● Exercise requirements
The task calls for each record to be given again exactly.

Saved entries
◇ ◇ ◇ ◇

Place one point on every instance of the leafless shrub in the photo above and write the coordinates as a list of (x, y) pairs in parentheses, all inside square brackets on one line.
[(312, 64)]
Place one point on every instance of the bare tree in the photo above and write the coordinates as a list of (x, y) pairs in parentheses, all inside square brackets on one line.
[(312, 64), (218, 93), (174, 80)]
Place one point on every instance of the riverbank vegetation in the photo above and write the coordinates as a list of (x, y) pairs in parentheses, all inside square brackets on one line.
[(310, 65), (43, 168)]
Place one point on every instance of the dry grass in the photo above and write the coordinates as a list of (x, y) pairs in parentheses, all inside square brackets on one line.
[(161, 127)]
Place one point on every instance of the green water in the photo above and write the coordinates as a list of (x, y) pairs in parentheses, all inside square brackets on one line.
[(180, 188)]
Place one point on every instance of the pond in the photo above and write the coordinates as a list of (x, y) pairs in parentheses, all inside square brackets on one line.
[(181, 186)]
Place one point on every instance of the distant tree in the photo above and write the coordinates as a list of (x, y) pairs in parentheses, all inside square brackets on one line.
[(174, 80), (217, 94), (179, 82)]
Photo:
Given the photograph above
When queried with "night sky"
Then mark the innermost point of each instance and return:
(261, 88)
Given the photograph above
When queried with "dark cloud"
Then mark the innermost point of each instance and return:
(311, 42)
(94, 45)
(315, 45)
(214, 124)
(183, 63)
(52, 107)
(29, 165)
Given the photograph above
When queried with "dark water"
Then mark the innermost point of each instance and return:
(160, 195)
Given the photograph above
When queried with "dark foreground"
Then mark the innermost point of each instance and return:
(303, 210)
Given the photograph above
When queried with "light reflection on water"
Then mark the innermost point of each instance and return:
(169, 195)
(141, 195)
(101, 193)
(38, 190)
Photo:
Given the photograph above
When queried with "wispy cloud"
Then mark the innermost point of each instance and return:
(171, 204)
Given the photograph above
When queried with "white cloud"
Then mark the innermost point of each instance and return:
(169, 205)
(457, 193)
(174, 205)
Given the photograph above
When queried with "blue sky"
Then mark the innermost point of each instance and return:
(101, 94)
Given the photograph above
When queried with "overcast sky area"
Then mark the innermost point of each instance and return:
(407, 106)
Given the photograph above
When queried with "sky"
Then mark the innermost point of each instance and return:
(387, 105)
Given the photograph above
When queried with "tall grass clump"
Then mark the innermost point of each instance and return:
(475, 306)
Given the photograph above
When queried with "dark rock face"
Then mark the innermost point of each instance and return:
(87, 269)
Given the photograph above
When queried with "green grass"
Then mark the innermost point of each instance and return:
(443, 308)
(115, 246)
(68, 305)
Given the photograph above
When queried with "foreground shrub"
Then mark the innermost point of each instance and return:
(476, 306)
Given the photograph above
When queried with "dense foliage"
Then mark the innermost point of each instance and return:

◇ ◇ ◇ ◇

● Response
Place one point on every instance of the leafless shrub in the photo above and write the coordinates as a list of (x, y) pairs in parentheses, all inside square brackets on one line.
[(312, 64)]
Place one point on every instance of the bare tree in the photo above and write the coordinates as a list of (x, y) pairs in parentheses, all inside square brackets on one line.
[(312, 64), (218, 93), (174, 80)]
Place one point on every instance of the riverbank vegetation in the photo above and write the coordinates as a list of (x, y) pairs in parentheses, all inside square brackets on one line.
[(310, 65), (43, 168)]
Place one point on every instance of the dry grass in the photo above and write the coordinates as a list of (x, y) pairs in parentheses, all inside square brackets on one line.
[(161, 127)]
Place one point on every instance of the green water in the photo above and write the coordinates as a list of (x, y) pairs in parentheses, all inside square brackets on one line.
[(180, 188)]
Place one point on every instance of the pond in the photo above and write the coordinates as a list of (x, y) pairs in parentheses, all inside square brackets on one line.
[(181, 186)]
Place one point on every instance of the distant tree in the photo above and write the coordinates as a list of (x, y) pairs in parentheses, all inside square brackets on one line.
[(174, 80), (217, 94), (179, 82)]
Photo:
Given the photograph above
When queried with "night sky"
Then mark the innermost point of each instance and return:
(261, 88)
Given the photograph above
When queried with "dark cloud"
Then mark the innermost point of each instance and return:
(311, 42)
(94, 45)
(315, 45)
(214, 124)
(183, 63)
(52, 107)
(29, 165)
Given the photograph above
When queried with "dark water"
Then mark the innermost point of each instance and return:
(160, 195)
Given the photograph above
When queried with "dark foreground"
Then mark the innermost point of each instance and return:
(303, 210)
Given the photograph above
When queried with "light reflection on water"
Then mark the innermost point of each instance and return:
(169, 195)
(141, 195)
(101, 193)
(38, 190)
Photo:
Given the photograph above
When queried with "wispy cloud"
Then mark the innermost point of each instance and return:
(171, 204)
Given the photograph above
When queried with "white cloud"
Then mark the innermost point of each instance and return:
(169, 205)
(457, 193)
(174, 205)
Given the photograph above
When queried with "blue sky"
Then mark the innermost point of each instance and return:
(101, 94)
Given the photograph above
When queried with "overcast sky area"
Then mark the innermost point of each instance and return:
(407, 106)
Given the photograph above
When queried with "sky"
Then mark the innermost point of each instance and return:
(387, 105)
Given the photograph above
When queried with "tall grass clump"
Then mark the innermost point of each instance and return:
(475, 306)
Given the photograph above
When queried with "dark rock face"
Then mark the innermost point of each instance and return:
(87, 269)
Given the photograph above
When queried with "green grass"
Then mark the innermost point of each instance and return:
(443, 308)
(115, 246)
(68, 305)
Given the photograph above
When queried with "foreground shrub"
Then mark the innermost point of each instance and return:
(476, 306)
Given the photograph above
When queried with "dense foliage"
Then mark the innermost point of each instance and return:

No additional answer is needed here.